**WHAT THE TASK ASKS:** Count the lines below that contain the word "rock", treating uppercase and lowercase as distinct, and give only the number.

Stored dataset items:
_ _ _ _ _ _ _

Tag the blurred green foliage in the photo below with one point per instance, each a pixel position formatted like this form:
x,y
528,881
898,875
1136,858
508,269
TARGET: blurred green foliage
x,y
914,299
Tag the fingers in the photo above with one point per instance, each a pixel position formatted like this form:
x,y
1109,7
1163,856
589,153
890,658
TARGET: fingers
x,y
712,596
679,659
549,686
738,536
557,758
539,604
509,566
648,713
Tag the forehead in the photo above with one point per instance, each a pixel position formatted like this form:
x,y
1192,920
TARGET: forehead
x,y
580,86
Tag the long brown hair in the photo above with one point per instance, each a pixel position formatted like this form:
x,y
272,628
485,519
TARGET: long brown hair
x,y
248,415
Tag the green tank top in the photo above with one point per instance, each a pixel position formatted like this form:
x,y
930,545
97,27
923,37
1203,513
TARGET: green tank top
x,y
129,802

_ _ _ _ _ _ _

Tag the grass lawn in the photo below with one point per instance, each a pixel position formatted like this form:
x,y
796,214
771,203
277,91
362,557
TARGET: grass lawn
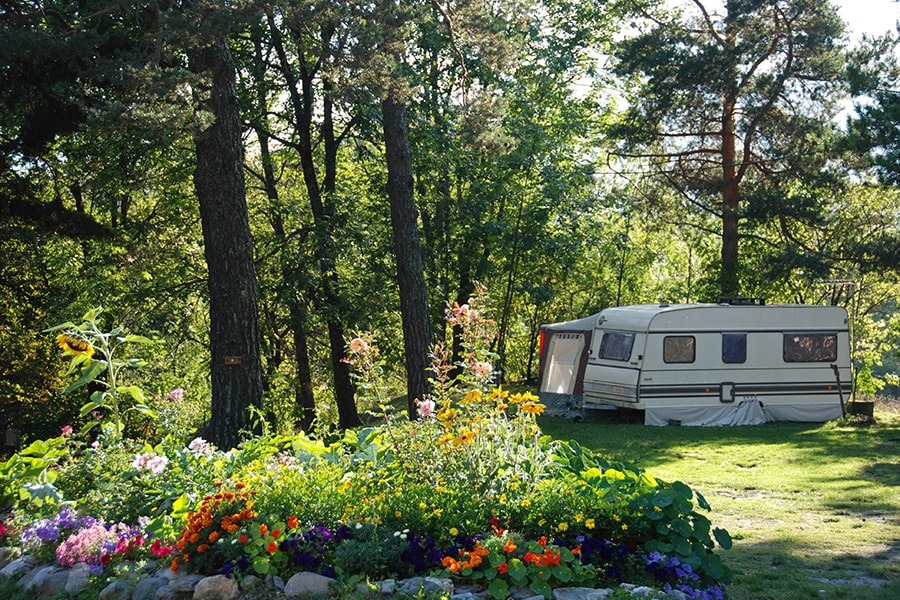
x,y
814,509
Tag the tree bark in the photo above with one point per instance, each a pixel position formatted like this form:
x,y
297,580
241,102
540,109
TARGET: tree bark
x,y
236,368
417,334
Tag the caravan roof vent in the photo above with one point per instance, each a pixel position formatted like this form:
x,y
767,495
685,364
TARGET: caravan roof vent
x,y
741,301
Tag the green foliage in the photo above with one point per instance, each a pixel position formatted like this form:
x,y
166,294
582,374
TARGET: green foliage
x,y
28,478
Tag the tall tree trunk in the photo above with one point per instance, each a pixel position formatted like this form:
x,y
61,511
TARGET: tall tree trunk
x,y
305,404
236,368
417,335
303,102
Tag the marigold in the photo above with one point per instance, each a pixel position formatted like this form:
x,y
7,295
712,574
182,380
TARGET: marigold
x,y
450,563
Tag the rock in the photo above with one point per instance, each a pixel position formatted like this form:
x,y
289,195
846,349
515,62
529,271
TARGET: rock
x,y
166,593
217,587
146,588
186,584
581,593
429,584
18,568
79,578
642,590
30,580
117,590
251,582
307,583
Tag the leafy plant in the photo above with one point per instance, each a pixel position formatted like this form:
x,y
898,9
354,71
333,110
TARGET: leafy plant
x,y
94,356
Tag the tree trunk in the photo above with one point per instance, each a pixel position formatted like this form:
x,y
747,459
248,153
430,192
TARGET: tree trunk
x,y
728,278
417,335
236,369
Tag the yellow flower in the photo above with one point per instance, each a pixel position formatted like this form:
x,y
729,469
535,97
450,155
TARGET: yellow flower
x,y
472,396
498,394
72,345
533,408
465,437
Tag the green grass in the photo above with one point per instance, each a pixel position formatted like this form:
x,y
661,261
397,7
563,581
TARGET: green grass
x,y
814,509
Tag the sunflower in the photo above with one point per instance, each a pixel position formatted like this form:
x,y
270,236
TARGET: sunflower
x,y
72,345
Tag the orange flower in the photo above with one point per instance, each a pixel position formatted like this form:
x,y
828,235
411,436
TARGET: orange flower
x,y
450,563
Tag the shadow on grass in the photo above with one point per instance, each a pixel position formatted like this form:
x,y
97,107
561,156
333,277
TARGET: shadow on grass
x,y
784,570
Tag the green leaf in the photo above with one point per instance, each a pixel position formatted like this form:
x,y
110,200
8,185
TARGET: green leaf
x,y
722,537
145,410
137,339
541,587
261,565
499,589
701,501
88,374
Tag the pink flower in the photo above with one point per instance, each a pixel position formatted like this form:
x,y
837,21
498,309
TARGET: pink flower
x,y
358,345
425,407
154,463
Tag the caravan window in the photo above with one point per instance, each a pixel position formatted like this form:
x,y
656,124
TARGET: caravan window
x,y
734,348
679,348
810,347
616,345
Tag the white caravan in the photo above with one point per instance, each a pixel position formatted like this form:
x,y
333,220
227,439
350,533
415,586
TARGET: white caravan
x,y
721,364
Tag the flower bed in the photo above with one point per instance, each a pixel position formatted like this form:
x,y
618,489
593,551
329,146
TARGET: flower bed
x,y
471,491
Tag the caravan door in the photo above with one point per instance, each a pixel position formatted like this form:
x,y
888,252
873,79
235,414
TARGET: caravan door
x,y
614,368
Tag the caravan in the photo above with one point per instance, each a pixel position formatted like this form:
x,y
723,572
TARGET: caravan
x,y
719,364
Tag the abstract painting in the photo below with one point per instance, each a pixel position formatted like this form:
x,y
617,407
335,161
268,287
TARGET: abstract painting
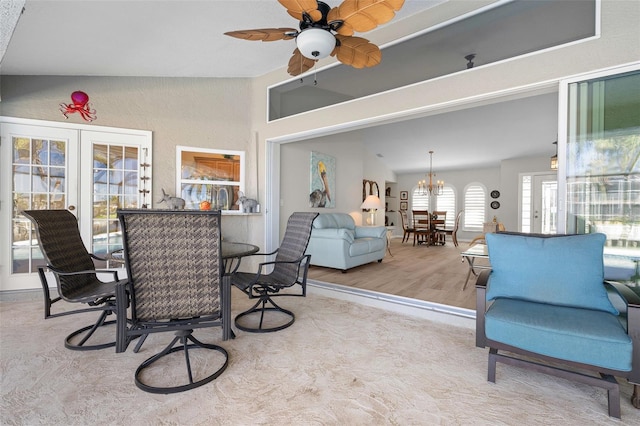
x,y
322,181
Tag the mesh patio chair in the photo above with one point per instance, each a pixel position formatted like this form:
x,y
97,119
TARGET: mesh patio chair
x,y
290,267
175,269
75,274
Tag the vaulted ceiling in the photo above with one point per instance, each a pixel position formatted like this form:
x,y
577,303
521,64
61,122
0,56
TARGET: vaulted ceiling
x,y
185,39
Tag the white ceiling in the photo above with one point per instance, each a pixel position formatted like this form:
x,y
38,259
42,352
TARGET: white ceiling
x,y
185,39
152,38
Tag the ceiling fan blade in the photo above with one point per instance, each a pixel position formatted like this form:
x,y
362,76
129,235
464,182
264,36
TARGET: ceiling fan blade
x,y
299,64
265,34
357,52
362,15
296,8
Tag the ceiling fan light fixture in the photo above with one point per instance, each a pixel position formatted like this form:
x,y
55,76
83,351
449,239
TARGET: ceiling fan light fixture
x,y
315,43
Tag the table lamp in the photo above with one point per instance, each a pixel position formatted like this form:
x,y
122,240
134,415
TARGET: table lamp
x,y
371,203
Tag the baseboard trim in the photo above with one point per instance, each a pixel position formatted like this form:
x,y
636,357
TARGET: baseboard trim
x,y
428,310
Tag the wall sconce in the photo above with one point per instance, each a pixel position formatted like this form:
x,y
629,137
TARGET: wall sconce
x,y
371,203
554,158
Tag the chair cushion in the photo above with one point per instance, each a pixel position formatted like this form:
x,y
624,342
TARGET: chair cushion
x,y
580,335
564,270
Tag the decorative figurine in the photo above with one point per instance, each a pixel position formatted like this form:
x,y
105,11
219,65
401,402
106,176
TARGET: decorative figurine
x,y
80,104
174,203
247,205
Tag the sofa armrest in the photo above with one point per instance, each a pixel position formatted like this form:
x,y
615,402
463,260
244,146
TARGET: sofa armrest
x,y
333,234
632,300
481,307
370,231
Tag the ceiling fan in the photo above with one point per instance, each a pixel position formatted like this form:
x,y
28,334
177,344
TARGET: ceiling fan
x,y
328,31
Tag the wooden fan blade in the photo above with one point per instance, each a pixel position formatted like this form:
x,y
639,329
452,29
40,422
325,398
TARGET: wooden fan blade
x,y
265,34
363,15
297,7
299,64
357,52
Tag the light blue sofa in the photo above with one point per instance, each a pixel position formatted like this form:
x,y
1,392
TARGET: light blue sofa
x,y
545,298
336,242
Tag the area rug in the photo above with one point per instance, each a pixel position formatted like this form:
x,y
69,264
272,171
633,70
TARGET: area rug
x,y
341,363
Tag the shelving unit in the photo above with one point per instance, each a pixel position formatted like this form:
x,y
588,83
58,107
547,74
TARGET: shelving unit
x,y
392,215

_ _ _ _ _ _ _

**OUTPUT FOR THIS EXERCISE:** 2